* Text
[Start of Attachment]

Ex-Pakistan leader Musharraf exempted by court due to illness

Musharraf is being tried for high treason for imposing an emergency in the country on November 3, 2007 and holding the constitution in abeyance.

Ex-Pakistan leader Musharraf exempted by court due to illness

World Bulletin / News Desk

Amid exchange of hot words between the defense lawyers and prosecutors, a special court which is trying Pakistan’s former military dictator General Pervez Musharraf for high treason, on Monday gave him one more day exemption from appearance before the court on medical grounds, and adjourned the hearing for Tuesday.

This is the fourth consecutive time when the former military ruler, who is currently be treated at an armed forces hospital in Islamabad for a “heart attack” has not appeared before the three-member bench headed by Justice Faisal Arab.

Musharraf is being tried for high treason for imposing an emergency in the country on November 3, 2007 and holding the constitution in abeyance.

When the hearing began on Monday, Anwer Mansoor Khan, one of Musharraf’s counsels, informed the judges that his client could not appear before the court as “his condition is still not well enough”.

However, the chief prosecutor Akram Sheikh remarked that General Musharraf had taken refuge under the army’s wing triggering an exchange of hot words between defense and prosecution lawyers, which could only be controlled after Justice Faisal Arab strictly interrupted and strictly barred the two sides from hurling remarks against each other.

The court granting exemption to General Musharraf for one more day, summoned him on Tuesday directing his lawyers to produce the medical report of their client.

General Musharraf, an active swimmer, and a former commando, and not publically known to have any heart problem, suffered a heart attack soon after he left his residence on Thursday noon to appear before a special civilian court that began his trial in high treason case on December 24 last year.

Musharraf has continuously been avoiding appearing before the court since December 24 as his lawyers assert that their client is facing serious security threats from Taliban and other militant outfits.

[End of Attachment]

* Work task A
Can you set down the Musharraf court article word for word, from "When the hearing" to "against each other."?
* Work task B
Would you carry the Musharraf court article forward, picking up after its final sentence?

* Supplied data

[Start of Attachment]

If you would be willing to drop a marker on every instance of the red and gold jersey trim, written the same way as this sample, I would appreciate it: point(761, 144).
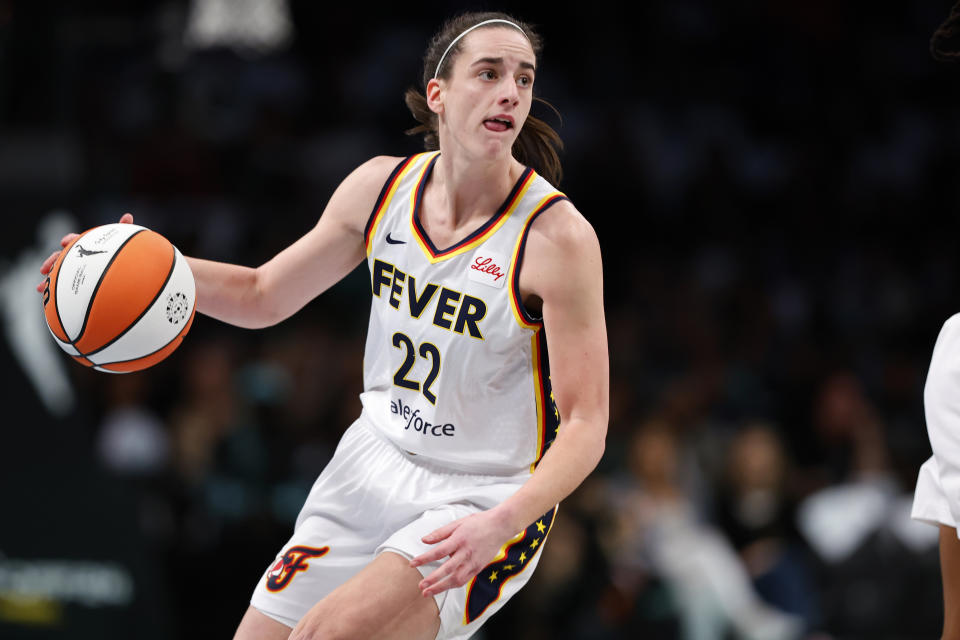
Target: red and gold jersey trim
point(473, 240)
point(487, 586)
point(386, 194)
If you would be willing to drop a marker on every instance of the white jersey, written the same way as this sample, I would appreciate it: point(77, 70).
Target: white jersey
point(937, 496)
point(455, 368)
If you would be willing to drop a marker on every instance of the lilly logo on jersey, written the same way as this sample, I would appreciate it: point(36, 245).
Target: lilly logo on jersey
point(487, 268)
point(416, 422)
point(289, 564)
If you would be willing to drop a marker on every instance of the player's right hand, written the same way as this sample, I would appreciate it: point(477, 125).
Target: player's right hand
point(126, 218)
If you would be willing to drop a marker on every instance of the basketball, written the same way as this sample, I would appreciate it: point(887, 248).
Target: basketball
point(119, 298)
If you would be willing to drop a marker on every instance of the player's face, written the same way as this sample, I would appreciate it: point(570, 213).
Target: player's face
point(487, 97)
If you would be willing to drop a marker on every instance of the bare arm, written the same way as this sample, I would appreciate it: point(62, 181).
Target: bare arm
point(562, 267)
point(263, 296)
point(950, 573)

[End of Attachment]
[Start of Attachment]

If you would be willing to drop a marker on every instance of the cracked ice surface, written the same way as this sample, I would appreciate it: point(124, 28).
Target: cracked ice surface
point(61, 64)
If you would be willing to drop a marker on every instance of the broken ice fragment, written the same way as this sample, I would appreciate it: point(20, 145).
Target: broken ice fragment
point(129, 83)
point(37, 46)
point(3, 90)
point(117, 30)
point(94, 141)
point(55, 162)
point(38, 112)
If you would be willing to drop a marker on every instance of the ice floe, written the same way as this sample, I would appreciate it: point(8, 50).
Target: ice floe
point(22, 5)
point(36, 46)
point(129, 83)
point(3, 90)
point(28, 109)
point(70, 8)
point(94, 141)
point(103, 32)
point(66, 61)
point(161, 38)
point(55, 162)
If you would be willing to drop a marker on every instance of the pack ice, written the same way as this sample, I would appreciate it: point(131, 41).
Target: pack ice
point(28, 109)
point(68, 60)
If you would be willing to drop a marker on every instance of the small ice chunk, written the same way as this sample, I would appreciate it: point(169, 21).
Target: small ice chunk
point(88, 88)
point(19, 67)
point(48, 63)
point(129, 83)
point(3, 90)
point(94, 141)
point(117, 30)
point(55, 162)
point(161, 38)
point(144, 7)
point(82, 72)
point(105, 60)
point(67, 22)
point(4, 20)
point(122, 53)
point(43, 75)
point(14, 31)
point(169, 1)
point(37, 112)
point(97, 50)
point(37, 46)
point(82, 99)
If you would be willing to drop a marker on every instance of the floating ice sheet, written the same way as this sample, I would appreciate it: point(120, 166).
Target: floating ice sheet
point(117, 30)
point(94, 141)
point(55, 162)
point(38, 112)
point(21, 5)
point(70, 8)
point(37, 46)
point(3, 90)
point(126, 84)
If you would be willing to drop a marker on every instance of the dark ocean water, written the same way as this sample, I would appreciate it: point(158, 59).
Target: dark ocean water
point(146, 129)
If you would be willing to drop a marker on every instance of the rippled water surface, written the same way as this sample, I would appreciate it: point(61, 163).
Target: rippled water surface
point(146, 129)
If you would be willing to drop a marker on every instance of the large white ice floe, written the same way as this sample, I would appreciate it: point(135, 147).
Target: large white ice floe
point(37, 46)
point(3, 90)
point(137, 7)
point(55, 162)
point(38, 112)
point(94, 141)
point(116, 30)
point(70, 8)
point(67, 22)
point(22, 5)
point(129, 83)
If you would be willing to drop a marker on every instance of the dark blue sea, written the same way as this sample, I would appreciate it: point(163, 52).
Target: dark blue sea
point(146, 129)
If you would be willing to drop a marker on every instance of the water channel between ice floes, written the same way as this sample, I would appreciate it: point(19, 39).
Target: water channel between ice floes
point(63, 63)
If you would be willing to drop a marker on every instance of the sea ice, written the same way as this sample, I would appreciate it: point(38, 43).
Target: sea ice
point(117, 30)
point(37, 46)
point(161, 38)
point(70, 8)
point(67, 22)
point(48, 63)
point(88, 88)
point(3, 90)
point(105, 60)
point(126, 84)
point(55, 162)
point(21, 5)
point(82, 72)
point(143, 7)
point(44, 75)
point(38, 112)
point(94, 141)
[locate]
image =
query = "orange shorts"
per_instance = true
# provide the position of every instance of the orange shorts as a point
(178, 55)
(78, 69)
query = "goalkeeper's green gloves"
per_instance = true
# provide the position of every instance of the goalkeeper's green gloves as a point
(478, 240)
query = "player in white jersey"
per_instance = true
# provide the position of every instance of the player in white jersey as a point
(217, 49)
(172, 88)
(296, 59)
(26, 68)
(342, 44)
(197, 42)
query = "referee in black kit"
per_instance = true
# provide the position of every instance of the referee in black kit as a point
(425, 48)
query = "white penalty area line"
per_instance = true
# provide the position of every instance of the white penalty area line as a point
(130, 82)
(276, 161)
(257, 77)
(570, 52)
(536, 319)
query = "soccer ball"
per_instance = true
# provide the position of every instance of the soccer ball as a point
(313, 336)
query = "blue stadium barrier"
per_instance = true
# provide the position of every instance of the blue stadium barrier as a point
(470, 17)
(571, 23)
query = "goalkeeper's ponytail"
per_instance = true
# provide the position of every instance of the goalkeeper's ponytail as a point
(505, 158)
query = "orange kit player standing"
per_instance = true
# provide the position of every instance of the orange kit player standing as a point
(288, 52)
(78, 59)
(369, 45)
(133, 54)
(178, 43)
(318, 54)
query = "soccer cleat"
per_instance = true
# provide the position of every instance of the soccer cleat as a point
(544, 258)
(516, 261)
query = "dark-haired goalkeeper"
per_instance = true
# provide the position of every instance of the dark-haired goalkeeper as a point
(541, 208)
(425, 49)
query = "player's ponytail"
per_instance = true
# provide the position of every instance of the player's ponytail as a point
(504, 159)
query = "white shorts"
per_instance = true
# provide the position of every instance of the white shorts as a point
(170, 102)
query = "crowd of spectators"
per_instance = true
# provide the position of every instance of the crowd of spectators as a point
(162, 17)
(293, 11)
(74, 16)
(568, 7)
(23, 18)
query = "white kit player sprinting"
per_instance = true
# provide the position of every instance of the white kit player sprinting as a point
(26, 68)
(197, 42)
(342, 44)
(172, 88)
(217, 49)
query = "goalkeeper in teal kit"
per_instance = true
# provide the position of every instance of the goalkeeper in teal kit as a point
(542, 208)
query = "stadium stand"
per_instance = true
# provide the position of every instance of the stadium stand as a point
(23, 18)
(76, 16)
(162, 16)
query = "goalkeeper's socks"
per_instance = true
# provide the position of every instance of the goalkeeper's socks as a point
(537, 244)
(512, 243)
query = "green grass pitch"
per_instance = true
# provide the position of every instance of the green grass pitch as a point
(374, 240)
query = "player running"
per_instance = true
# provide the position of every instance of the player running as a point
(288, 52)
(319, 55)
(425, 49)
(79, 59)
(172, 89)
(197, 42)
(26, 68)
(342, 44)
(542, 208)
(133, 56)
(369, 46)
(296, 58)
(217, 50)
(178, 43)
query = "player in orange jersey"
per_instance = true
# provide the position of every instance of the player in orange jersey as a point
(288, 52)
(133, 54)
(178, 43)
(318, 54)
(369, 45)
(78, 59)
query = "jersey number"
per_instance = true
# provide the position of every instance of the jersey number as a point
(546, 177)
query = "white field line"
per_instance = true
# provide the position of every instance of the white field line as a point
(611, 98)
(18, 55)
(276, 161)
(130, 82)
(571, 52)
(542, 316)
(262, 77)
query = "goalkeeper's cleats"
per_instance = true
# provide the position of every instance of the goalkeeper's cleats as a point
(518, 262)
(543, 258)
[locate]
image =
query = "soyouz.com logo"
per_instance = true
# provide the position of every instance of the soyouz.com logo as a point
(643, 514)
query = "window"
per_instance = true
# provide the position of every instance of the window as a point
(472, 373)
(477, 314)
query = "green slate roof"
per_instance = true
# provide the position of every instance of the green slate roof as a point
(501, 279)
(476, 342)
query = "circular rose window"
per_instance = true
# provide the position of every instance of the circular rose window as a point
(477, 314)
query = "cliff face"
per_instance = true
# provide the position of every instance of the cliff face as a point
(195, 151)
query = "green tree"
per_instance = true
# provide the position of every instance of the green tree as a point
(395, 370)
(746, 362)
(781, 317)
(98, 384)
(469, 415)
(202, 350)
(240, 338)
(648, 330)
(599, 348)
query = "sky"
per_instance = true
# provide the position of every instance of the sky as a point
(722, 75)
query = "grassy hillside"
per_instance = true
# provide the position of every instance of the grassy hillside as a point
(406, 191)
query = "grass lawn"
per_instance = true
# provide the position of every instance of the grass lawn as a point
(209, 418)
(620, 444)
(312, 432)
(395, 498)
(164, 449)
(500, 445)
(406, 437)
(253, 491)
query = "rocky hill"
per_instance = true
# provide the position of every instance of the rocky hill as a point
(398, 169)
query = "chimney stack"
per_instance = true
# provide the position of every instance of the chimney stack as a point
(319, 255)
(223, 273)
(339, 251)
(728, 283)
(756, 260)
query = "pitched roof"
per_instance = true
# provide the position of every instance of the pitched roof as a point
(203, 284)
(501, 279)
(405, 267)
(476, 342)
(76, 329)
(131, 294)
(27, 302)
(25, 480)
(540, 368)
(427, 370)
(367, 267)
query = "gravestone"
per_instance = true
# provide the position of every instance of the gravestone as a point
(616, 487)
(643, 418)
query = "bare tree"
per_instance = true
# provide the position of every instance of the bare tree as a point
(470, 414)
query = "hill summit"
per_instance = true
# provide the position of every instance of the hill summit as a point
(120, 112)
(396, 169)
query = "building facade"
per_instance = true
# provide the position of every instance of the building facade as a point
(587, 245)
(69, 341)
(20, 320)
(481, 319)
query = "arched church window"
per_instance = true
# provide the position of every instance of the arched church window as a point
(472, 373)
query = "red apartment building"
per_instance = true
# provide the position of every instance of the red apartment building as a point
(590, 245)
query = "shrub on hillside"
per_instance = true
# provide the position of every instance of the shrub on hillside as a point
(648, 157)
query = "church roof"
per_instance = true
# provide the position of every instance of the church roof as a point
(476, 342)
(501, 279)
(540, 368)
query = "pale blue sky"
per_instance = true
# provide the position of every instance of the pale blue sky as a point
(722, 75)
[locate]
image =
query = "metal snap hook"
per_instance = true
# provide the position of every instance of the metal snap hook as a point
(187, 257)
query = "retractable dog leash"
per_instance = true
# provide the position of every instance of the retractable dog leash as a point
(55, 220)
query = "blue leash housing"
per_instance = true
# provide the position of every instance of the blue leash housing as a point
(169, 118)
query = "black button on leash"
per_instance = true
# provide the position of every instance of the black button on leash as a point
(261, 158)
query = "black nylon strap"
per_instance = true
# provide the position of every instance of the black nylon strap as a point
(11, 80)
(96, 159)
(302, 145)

[End of Attachment]

* Answer section A
When the hearing began on Monday, Anwer Mansoor Khan, one of Musharraf’s counsels, informed the judges that his client could not appear before the court as “his condition is still not well enough”.

However, the chief prosecutor Akram Sheikh remarked that General Musharraf had taken refuge under the army’s wing triggering an exchange of hot words between defense and prosecution lawyers, which could only be controlled after Justice Faisal Arab strictly interrupted and strictly barred the two sides from hurling remarks against each other.

* Answer section B
They seek exemption for their client from appearing before court, however the judges rejected their plea thrice insisting that the former military dictator could be exempted in the case, thus he must appear before the bench.

General Musharraf has already filed a petition at the Supreme Court requesting for referring his trial in high treason case to the army court. The apex court is going to hear his petition challenging a judgment of Islamabad High Court that had rejected Musharraf’s plea for trying him in an army court rather than a civilian court on December 22 declaring that the former military chief was no more a serving soldier, on Tuesday, January 8.

According to the constitution, a serving army personnel or officer can only be tried by an army court.

Musharraf who came into power after toppling the elected government of Prime Minister Nawaz Sharif on October 12, 1999, was forced to resign in August, 2008 when the then ruling party Pakistan Peoples Party and opposition Pakistan Muslim League (PML) threatened to impeach him.

The federal government in November had appointed three judges for the special court to try Musharraf for high treason under Article 6.

Musharraf is also facing trial in murder cases of former Prime Minister Benazir Bhutto, and former Chief Minister of Southwestern Baluchistan, and a veteran politician, Nawab Akbar Bugti. He is on bail in the said cases.